- [やること]
• A. 銭湯の記事の「銀座湯は、京都大医学部」で始まる段落を、大事な事実を落とさずに短い箇条書きにまとめてください。
• B. 次の(i)～(iii)は、銭湯の記事の内容と合っていますか。それぞれ「はい」か「いいえ」で答え、決め手になった記事の言葉をそのまま引用してください。
(i) 銀座湯は大正期に創業した。
(ii) 中西真浩さんは、照一さんが亡くなった後に再開の決心を伝えた。
(iii) 銀座湯は4年ぶりに再開した。
• C. 銭湯の記事を、最後の段落の後から書き進めてください。

- [ページ抜粋]
/---

祖父が倒れ廃業の老舗銭湯…孫が6年ぶりに新装オープン 「再開におじいさんも喜んでいるはず」

京都新聞社 京都新聞社

 2014年に店主が病に倒れ、廃業を余儀なくされた銭湯「銀座湯」(京都市左京区吉田近衛町)がこのほど、6年ぶりに新装オープンした。大正期に創業した老舗ののれんを継いだのは、店主だった祖父の姿を見て、幼い頃から銭湯に親しんできた孫の男性。「多くの世代が集まるコミュニケーションの場。銭湯文化を盛り上げられたら」と発奮する。

 銀座湯は、京都大医学部付属病院東側の銀座通に面する立地からその名が付いた。3代目店主の故吉本照一さん(享年86)が、妻の年枝さん(86)とともに長年切り盛りしていたが、14年5月に脳梗塞で倒れ、そのまま店も畳むことになった。

 「突然の廃業で祖父母は心残りだったと思う。長く続いた銭湯が無くなるのはもったいなかった」。10代後半から清掃を手伝ってきた孫の中西真浩さん(33)は17年、照一さんが亡くなる1カ月ほど前に銀座湯再開の決心を伝え、翌年から本格的に動き始めた。

\---

(保存データ)
/---

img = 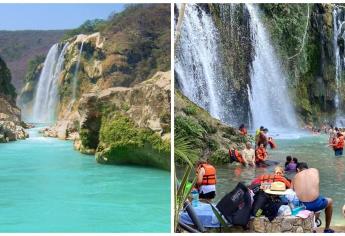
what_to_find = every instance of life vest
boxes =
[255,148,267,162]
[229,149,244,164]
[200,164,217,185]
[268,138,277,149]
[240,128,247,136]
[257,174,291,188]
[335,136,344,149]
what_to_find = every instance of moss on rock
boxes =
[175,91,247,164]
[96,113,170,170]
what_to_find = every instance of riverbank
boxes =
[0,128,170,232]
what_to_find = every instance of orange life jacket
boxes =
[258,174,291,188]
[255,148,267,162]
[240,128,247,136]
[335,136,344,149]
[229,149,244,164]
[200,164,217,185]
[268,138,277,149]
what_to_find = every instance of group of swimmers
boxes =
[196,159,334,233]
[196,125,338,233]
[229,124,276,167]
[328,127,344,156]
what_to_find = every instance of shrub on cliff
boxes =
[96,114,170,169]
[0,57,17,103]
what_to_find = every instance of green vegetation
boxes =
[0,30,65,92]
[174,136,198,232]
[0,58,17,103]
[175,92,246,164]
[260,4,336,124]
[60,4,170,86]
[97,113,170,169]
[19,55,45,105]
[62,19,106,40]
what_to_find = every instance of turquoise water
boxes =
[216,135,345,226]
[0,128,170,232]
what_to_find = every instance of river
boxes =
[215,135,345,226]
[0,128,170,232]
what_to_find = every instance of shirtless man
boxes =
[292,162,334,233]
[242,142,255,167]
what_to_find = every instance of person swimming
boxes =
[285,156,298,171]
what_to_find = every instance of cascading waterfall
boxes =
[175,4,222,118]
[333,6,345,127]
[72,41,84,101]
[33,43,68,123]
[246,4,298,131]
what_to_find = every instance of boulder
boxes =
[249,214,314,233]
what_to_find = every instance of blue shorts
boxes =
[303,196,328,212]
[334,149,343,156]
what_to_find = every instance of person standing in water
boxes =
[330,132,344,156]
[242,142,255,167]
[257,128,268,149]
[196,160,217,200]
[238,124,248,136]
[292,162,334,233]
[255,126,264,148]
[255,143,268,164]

\---
/---

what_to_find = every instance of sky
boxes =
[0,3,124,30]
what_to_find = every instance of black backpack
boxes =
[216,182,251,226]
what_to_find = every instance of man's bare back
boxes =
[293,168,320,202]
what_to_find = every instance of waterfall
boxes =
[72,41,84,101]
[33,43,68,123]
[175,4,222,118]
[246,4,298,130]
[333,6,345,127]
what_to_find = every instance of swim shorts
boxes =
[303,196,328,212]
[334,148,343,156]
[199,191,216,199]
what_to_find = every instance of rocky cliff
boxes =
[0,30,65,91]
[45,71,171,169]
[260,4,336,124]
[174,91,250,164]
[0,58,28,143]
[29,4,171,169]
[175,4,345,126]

\---

- [それぞれの答え]
• A.
- 名前の由来：京都大医学部付属病院の東側にある銀座通に面していることから
- 3代目店主の故吉本照一さん(享年86)が、妻の年枝さん(86)と長年切り盛りしていた
- 照一さんが14年5月に脳梗塞で倒れ、そのまま店を畳むことになった

• B.
(i) はい：「大正期に創業した老舗」
(ii) いいえ：「照一さんが亡くなる1カ月ほど前に銀座湯再開の決心を伝え」
(iii) いいえ：「6年ぶりに新装オープンした」

• C.
 温度管理などの設備は手動だったが、熟練の技が求められるため自動式にした。番台はカウンターにし、脱衣場の床や壁も一新。掃除は同業者に改めて教わり、かびが生えていた浴室も徹底的に磨き、見違えるほどの美しさに。営業許可などの手続きにも苦労したが、今月14日の再開にこぎつけた。

 府公衆浴場業生活衛生同業組合によると、市内の銭湯はこの10年で60店ほど減り、現在は約100店。中西さんは「経営に不安はあるけど、掃除など仕事に手を抜かなかった祖父と、お客さんと気さくに話していた祖母の良さを引き継ぎたい」。会員制交流サイト(SNS)での情報発信など新しいスタイルも打ち出したいという。

 年枝さんは「最初は半信半疑だったけど、再開できておじいさんも喜んでいるはず」と笑顔を見せ、中西さんは「同業の人たちとも情報交換し、銭湯ファンを増やしたい」と意気込む。

 営業は、午後3時~翌午前1時(水曜定休)。